Records from a data source
--- START ---
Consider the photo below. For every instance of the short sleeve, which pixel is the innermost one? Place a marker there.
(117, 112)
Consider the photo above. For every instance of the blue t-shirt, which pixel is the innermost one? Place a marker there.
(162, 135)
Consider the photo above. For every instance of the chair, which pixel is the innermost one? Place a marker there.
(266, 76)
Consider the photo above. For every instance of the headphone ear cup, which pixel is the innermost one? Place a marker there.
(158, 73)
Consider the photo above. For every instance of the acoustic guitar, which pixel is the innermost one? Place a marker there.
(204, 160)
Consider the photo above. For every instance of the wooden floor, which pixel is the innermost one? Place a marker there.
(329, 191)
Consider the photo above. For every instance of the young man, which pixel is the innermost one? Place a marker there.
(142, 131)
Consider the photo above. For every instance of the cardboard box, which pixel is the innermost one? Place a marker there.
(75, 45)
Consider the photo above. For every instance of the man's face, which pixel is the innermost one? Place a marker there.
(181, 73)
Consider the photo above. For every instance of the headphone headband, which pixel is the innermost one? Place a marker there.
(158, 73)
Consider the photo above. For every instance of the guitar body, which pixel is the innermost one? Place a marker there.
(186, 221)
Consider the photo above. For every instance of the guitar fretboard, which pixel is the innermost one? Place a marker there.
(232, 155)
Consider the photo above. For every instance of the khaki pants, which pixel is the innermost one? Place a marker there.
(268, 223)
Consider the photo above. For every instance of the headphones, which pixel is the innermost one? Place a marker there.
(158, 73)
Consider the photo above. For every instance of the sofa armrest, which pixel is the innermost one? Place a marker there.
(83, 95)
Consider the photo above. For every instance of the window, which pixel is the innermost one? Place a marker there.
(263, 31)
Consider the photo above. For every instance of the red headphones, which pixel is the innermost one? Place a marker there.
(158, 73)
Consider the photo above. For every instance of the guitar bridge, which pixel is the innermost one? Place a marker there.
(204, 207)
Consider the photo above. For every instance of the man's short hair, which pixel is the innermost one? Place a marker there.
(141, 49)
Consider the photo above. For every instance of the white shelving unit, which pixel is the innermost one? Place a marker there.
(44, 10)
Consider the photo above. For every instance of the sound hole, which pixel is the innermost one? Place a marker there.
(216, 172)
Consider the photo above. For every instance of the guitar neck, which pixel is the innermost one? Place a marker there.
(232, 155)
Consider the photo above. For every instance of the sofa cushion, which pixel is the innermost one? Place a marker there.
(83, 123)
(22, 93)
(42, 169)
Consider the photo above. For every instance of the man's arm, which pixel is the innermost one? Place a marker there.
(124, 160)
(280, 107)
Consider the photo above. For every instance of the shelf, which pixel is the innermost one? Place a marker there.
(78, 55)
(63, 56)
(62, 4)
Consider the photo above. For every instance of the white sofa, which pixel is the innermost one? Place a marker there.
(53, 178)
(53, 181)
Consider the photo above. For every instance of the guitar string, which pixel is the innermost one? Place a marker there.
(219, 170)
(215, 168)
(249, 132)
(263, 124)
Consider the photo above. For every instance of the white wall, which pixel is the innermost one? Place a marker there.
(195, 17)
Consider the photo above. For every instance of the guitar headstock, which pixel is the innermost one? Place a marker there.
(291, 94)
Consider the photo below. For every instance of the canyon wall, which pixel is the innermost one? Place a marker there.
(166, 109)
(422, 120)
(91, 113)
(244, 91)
--- END ---
▸ **Problem statement**:
The data must be transcribed in full. Every word stays the same.

▸ **Response for this exercise**:
Consider the photo below. For every instance of the short sleeve, which pixel is the innermost one? Place a marker there.
(117, 112)
Consider the photo above. For every instance of the blue t-shirt, which pixel is the innermost one? Place a marker there.
(162, 135)
Consider the photo above. For every instance of the chair, which pixel is the innermost one? Place a marker there.
(266, 76)
Consider the photo above. For every instance of the headphone ear cup, which pixel is the innermost one? Place a marker there.
(158, 73)
Consider the photo above. For every instance of the acoustic guitar, which pixel is the innermost one? Place a marker there.
(204, 160)
Consider the photo above. For every instance of the wooden floor, which pixel is the innermost one? Place a marker there.
(329, 191)
Consider the photo above. For every instance of the young man, which pixel is the innermost one? Place a marker there.
(142, 131)
Consider the photo above. For every instance of the cardboard box, which pixel is the innermost one? Place a marker there.
(75, 45)
Consider the photo above. For every instance of the man's face, which pixel is the innermost one? Place a marker there.
(181, 73)
Consider the photo above. For every instance of the headphone headband, which pixel is the innermost one? Place a marker there.
(158, 73)
Consider the photo above. For every instance of the guitar body, which pixel is the innermost one? Place a marker there.
(186, 221)
Consider the photo above. For every instance of the guitar fretboard, which pixel is the innermost one? Place a marker there.
(232, 155)
Consider the photo above. For every instance of the khaki pants, which pixel is the innermost one? Place a marker there.
(268, 223)
Consider the photo above. For every instance of the headphones, which pixel is the innermost one? Place a marker there.
(158, 73)
Consider the photo above. For every instance of the sofa armrest, which pixel is the innermost one? Place a marker there.
(83, 95)
Consider the photo above. For every instance of the window, which pixel is the innermost one? Place a marker there.
(263, 31)
Consider the photo above. For every instance of the red headphones, which pixel is the innermost one? Place a marker there.
(158, 73)
Consider the photo above. For every instance of the guitar bridge, which pixel is the innermost one? Place a marker there.
(204, 207)
Consider the photo above. For every instance of the man's short hair, which pixel is the innermost one? Place a marker there.
(141, 49)
Consider the photo above. For every instance of the white shelving unit, which pixel is the innermost one? Place a marker there.
(44, 10)
Consider the photo above. For every instance of the sound hole, which pixel is the innermost one? Place a marker there.
(216, 172)
Consider the photo above. For every instance of the guitar neck, which pixel is the innermost one? Place a marker there.
(232, 155)
Consider the photo above. For every instance of the sofa cushion, which pixel is the innermost one? Place a marker there.
(83, 123)
(22, 93)
(42, 169)
Consider the photo above. For every instance of the man's arm, which pixel is the innermost one? Place a marker there.
(124, 160)
(280, 107)
Consider the photo above. For every instance of the shelf, which pixel is the innermost one? Place a marker there.
(78, 55)
(63, 56)
(62, 4)
Consider the photo above. For every instance of the white sofa, which pixel is the innermost one? Place a marker there.
(53, 178)
(53, 181)
Consider the photo above. For every instance of the guitar string, which pixel is the innermost one? Place a marker there.
(219, 170)
(215, 168)
(249, 132)
(263, 124)
Consider the photo above. For every instance of the white wall, which pixel is the innermost one? Place a marker there.
(195, 17)
Consider the photo above. For every instance of the guitar headstock, which pixel is the innermost one? Place a marker there.
(291, 94)
Consider the photo below. For every instance of the canyon wall, which pixel is the innermost one? Place a marker there.
(166, 109)
(422, 120)
(91, 113)
(244, 91)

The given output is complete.